Data shown: Begin

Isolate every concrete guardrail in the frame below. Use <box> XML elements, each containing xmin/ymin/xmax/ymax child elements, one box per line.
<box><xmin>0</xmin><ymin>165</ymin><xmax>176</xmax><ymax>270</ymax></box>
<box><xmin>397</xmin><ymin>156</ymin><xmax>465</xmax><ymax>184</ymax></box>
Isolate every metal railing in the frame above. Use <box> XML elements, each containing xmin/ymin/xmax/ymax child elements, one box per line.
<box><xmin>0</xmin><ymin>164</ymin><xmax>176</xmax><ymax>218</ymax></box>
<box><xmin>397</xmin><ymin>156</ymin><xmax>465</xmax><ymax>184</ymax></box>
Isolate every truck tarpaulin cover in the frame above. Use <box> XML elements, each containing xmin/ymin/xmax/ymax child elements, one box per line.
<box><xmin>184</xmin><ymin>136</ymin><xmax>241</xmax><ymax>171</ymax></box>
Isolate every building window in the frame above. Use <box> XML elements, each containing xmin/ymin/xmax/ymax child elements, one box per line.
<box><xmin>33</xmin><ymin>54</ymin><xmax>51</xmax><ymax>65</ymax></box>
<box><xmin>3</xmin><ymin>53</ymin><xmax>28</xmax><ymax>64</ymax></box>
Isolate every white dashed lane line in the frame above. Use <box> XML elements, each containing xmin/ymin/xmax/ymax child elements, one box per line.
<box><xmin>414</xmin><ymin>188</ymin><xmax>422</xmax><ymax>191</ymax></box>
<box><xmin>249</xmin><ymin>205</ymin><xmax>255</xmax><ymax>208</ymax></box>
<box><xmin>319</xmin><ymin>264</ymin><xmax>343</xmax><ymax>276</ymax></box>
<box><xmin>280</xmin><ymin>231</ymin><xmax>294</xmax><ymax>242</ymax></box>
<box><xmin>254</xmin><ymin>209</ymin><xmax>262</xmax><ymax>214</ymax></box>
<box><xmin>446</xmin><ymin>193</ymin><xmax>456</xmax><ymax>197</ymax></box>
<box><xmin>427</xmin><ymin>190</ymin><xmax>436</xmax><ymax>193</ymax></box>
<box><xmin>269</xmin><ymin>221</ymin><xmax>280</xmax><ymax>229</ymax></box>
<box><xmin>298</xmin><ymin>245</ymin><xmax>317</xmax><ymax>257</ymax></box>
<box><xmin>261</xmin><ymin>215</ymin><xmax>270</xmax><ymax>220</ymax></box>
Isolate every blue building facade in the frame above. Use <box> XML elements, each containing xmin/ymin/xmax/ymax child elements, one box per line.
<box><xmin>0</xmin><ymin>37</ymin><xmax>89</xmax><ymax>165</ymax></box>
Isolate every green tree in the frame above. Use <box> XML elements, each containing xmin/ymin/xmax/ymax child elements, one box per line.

Data shown: End

**Task description:**
Every entry must be set down again exactly as it reads.

**Completed task:**
Isolate every concrete guardrail in the frame below. Use <box> XML elements, each containing xmin/ymin/xmax/ymax child elements, one box per line.
<box><xmin>0</xmin><ymin>165</ymin><xmax>176</xmax><ymax>270</ymax></box>
<box><xmin>397</xmin><ymin>156</ymin><xmax>465</xmax><ymax>184</ymax></box>
Isolate every metal railing in the frame above. Use <box> XML elements, each containing xmin/ymin/xmax/ymax child elements, one box per line.
<box><xmin>0</xmin><ymin>164</ymin><xmax>176</xmax><ymax>218</ymax></box>
<box><xmin>397</xmin><ymin>156</ymin><xmax>465</xmax><ymax>184</ymax></box>
Isolate every truck tarpaulin cover in the frame above. Use <box> XML elements, each containing xmin/ymin/xmax/ymax child elements, one box per line.
<box><xmin>184</xmin><ymin>136</ymin><xmax>241</xmax><ymax>171</ymax></box>
Isolate every building window in the frame above. Use <box> XML elements, each containing xmin/ymin/xmax/ymax child elements, one box per line.
<box><xmin>33</xmin><ymin>54</ymin><xmax>51</xmax><ymax>65</ymax></box>
<box><xmin>3</xmin><ymin>53</ymin><xmax>28</xmax><ymax>64</ymax></box>
Isolate every white dashed lane line in the frame above. Use <box> XML elements, each containing xmin/ymin/xmax/ymax child elements, one box per line.
<box><xmin>414</xmin><ymin>188</ymin><xmax>422</xmax><ymax>191</ymax></box>
<box><xmin>249</xmin><ymin>205</ymin><xmax>255</xmax><ymax>208</ymax></box>
<box><xmin>319</xmin><ymin>264</ymin><xmax>343</xmax><ymax>276</ymax></box>
<box><xmin>280</xmin><ymin>231</ymin><xmax>294</xmax><ymax>242</ymax></box>
<box><xmin>254</xmin><ymin>209</ymin><xmax>262</xmax><ymax>214</ymax></box>
<box><xmin>446</xmin><ymin>193</ymin><xmax>456</xmax><ymax>197</ymax></box>
<box><xmin>427</xmin><ymin>190</ymin><xmax>436</xmax><ymax>193</ymax></box>
<box><xmin>269</xmin><ymin>221</ymin><xmax>280</xmax><ymax>229</ymax></box>
<box><xmin>298</xmin><ymin>245</ymin><xmax>317</xmax><ymax>257</ymax></box>
<box><xmin>261</xmin><ymin>215</ymin><xmax>270</xmax><ymax>220</ymax></box>
Isolate every blue building facade in the frame above. Use <box> XML elements, each containing xmin/ymin/xmax/ymax child elements, one box per line.
<box><xmin>0</xmin><ymin>37</ymin><xmax>89</xmax><ymax>165</ymax></box>
Isolate every green tree in the frame above. Use <box> XML elements, each containing xmin/ymin/xmax/ymax child elements, one box per line.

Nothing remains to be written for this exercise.